_What to do_
Look below for the line with "# target: close-up of flower", then repeat it and all lines after it, exactly, minus any pictures.

** Opening Input material block **

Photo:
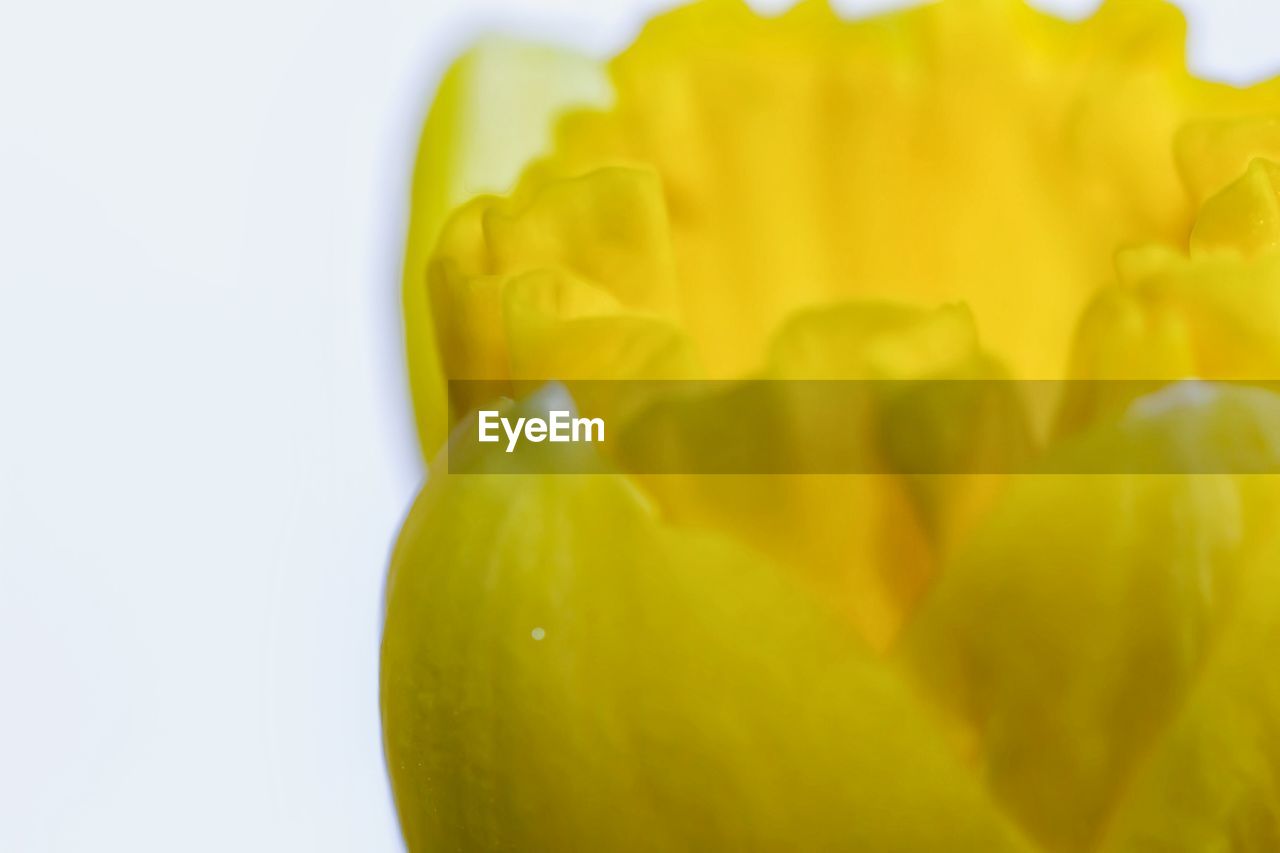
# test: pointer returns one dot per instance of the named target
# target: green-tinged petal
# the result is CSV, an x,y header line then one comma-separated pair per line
x,y
1083,614
561,671
479,136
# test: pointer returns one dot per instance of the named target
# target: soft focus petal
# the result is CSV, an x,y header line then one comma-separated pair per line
x,y
1089,611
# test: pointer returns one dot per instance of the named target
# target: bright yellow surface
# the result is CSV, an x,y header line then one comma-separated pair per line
x,y
967,190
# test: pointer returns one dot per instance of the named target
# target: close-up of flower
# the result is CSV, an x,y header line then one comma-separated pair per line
x,y
1070,658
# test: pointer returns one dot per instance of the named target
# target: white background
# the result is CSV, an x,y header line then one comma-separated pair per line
x,y
205,439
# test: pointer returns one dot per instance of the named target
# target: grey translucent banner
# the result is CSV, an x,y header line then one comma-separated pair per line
x,y
937,427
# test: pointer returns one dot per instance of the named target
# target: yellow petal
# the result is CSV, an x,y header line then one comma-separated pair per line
x,y
479,136
1083,615
561,671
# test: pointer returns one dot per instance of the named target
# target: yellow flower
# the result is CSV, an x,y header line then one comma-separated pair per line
x,y
851,662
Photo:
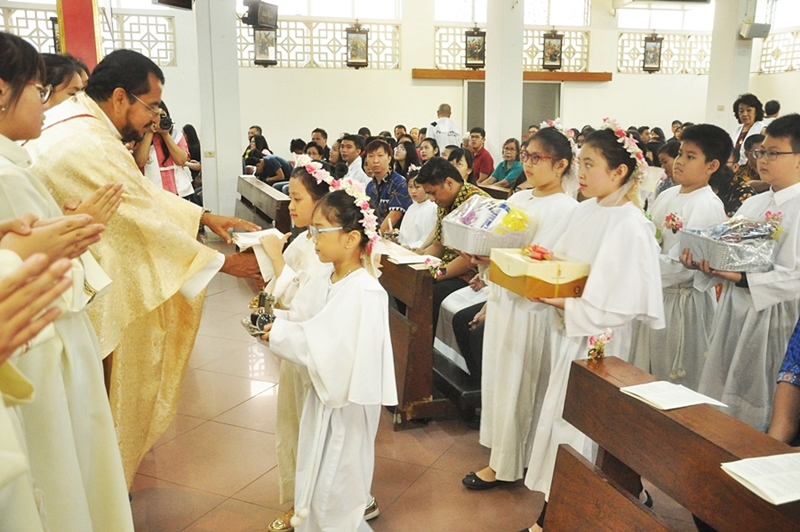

** Closing Input material block **

_Answer area_
# target: close-up of flower
# the result is CSV, an x,y header line then one comma-separated pair per line
x,y
1070,658
# test: pointer returns one dot per instance of the named target
# target: white background
# the result is CSV, an x,y header line then one comma-separated pair per line
x,y
205,439
# test: pointer returns one dot per instance of the named target
# target: grey translucent banner
# the result is CSV, an x,y header line then one comma-separated pair per line
x,y
937,427
# test: pointer returns one dot per instance of the named target
# target: yellow petal
# the result is CSV, an x,y header line then one comma-separated pair per line
x,y
479,136
1083,615
561,671
# test: pointer returns one dot per instance of the named target
# target: yellow flower
# the result is CSV, an x,y header line then one comma-separated pair per line
x,y
851,662
Photo:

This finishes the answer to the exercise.